Your instructions: Can you reproduce the entire listing below word for word, omitting the pictures from your reply?

## start Task input

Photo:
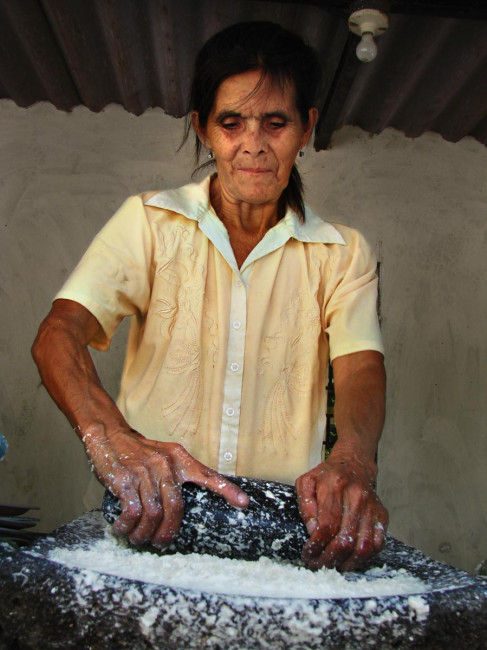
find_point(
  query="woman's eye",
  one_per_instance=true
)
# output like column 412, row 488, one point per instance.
column 276, row 124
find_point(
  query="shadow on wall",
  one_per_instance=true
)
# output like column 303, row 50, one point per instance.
column 12, row 523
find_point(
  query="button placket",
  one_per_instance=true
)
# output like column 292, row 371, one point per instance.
column 232, row 391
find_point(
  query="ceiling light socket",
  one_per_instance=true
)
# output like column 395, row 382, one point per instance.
column 368, row 21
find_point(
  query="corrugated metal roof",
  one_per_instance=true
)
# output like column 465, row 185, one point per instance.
column 430, row 73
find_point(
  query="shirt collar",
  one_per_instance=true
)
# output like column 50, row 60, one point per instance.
column 193, row 202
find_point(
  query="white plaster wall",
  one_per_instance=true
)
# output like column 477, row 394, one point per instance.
column 421, row 202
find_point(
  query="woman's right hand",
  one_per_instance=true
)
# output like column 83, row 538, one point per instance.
column 147, row 476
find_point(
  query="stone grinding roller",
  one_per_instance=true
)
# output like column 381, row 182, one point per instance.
column 270, row 526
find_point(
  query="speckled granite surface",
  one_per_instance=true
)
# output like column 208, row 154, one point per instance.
column 48, row 605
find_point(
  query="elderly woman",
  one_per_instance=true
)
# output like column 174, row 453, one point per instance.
column 239, row 294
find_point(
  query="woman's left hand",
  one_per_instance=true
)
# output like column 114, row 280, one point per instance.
column 342, row 513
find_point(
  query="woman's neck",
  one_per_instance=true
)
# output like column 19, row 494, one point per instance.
column 246, row 223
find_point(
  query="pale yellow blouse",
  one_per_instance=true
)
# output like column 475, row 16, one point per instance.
column 232, row 363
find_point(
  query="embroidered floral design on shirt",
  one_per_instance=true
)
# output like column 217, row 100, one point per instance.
column 180, row 313
column 278, row 423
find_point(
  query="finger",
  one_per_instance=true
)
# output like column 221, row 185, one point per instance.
column 152, row 511
column 206, row 477
column 131, row 510
column 173, row 505
column 364, row 546
column 307, row 502
column 341, row 545
column 330, row 515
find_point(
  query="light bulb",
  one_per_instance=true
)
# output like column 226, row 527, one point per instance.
column 366, row 49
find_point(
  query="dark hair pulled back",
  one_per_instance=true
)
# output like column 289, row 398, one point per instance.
column 280, row 55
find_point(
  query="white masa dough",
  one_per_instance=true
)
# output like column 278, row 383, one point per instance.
column 210, row 574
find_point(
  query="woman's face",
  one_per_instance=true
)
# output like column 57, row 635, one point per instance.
column 255, row 136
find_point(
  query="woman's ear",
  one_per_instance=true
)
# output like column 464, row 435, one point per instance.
column 199, row 130
column 312, row 120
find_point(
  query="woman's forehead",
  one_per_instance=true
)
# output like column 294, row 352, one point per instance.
column 253, row 91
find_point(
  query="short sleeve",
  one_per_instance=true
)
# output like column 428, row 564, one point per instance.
column 112, row 279
column 350, row 311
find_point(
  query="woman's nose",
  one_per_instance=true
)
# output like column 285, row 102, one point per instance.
column 255, row 141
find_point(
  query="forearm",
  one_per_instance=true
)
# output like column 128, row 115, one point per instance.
column 359, row 409
column 69, row 375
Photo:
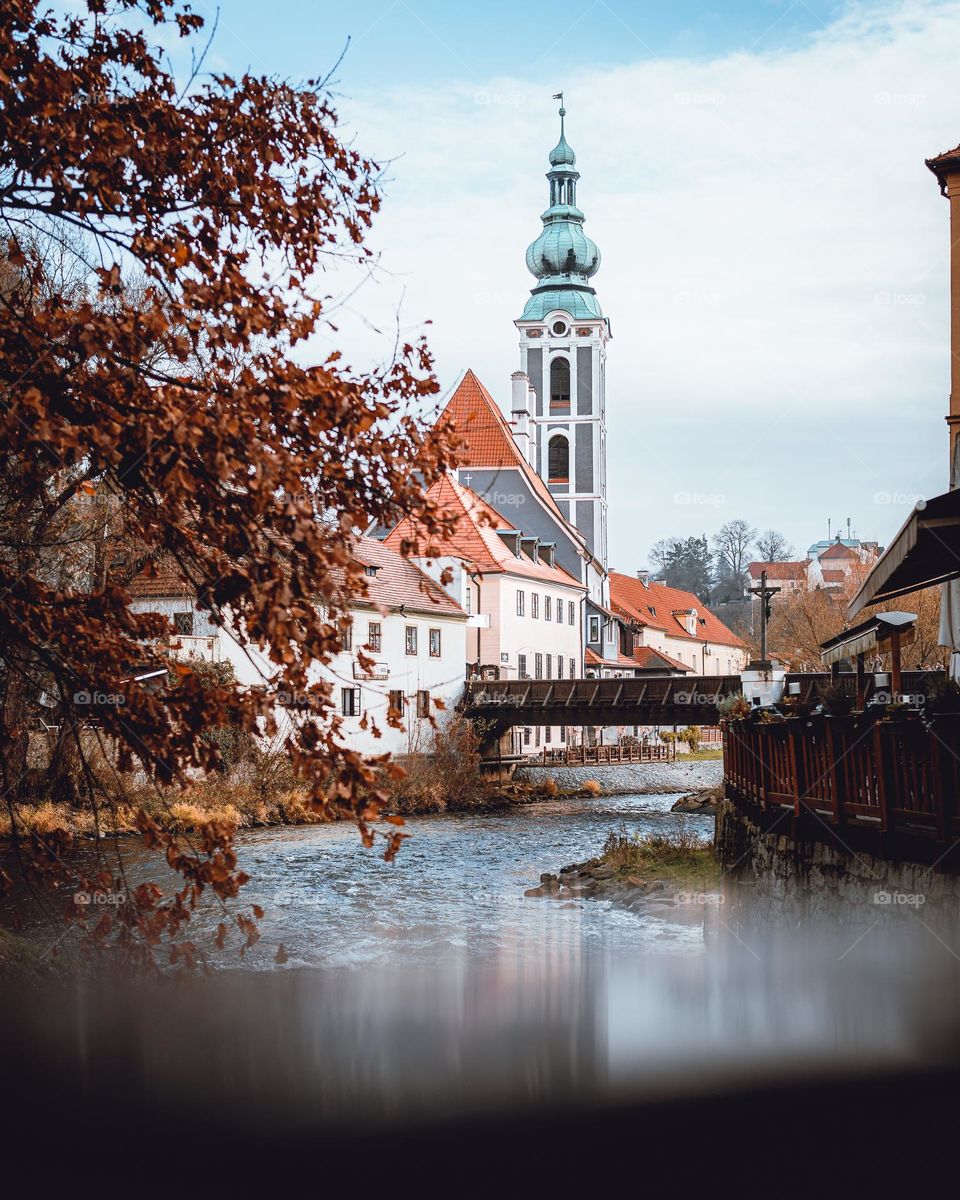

## end Task input

Task result:
Photo:
find_point(
  query="woman's eye",
  one_per_instance=true
)
# output like column 412, row 488, one point per instance.
column 276, row 124
find_point(
  query="shadow on wall",
  one_per_instance=true
)
# output like column 303, row 50, one point per instance.
column 12, row 523
find_point(
  query="button placket",
  one_per_instance=true
)
# output like column 292, row 371, one point per instance.
column 232, row 391
find_point(
  query="ceiling light socket",
  one_per_instance=true
)
# output like column 395, row 382, one point per instance.
column 368, row 21
find_point(
  query="corrugated metal roof",
  one_per_instance=true
)
# output like column 465, row 185, one point per instance.
column 430, row 73
find_point(
  query="shirt collar",
  one_per_instance=true
)
# output like column 50, row 60, one point per instance.
column 193, row 202
find_point(
  query="white plaster wall",
  one_per_instance=true
)
# output like column 477, row 394, one point per instance.
column 421, row 202
find_point(
  query="woman's right hand",
  one_per_instance=true
)
# output like column 83, row 538, one point per instance.
column 147, row 476
find_point(
  query="stone grinding roller",
  one_per_instance=true
)
# output like column 381, row 182, one point per instance.
column 270, row 526
find_point(
  query="speckled granite surface",
  one_per_instance=true
)
# output like column 208, row 154, one point per instance.
column 48, row 605
find_point(
  query="elderly woman",
  one_per_instance=true
)
# output like column 174, row 453, one point per instance.
column 239, row 294
find_point(
  query="woman's left hand",
  one_per_instance=true
)
# output like column 114, row 280, one point per instance.
column 342, row 513
find_point(
  query="woman's neck",
  one_per_instance=true
)
# output like column 19, row 494, one point per instance.
column 246, row 223
find_point(
  query="pale yellow blouse",
  one_per_instance=true
)
# output like column 475, row 16, one point per instance.
column 232, row 363
find_point(
  query="embroidered floral design on shirt",
  one_per_instance=true
)
# output like column 217, row 100, one point per instance.
column 180, row 313
column 278, row 423
find_point(
  query="finger",
  one_per_instance=true
)
# output like column 221, row 185, one point per instance.
column 152, row 511
column 206, row 477
column 131, row 510
column 173, row 505
column 364, row 546
column 307, row 502
column 341, row 545
column 330, row 515
find_point(
  query="light bulb",
  one_per_instance=true
)
# output like column 226, row 527, one point per instance.
column 366, row 49
find_point(
  query="dark hair pulled back",
  one_per_instance=true
)
# output like column 289, row 398, one point per instance.
column 280, row 55
find_point(
  query="white masa dough",
  one_per_instance=true
)
# output like column 278, row 383, one point per instance.
column 210, row 574
find_point(
  query="woman's face",
  one_per_instance=true
)
# output like column 57, row 635, one point per instance.
column 255, row 136
find_point(
  query="woman's ear",
  one_per_instance=true
)
# output like column 464, row 435, one point per instance.
column 199, row 130
column 312, row 120
find_point(
  query="woman's forehead",
  one_per_instance=true
)
# output like column 294, row 352, one point per instance.
column 253, row 91
find_point(
  query="short sleeve",
  one_per_instance=true
)
# output like column 428, row 564, one point per instance.
column 112, row 279
column 350, row 311
find_point(
  query="woman's nose",
  one_per_instance=true
)
# output like column 285, row 102, one point per instance.
column 255, row 141
find_point(
  query="forearm",
  one_per_instance=true
)
# output like column 128, row 115, one point per instance.
column 359, row 409
column 69, row 375
Photo:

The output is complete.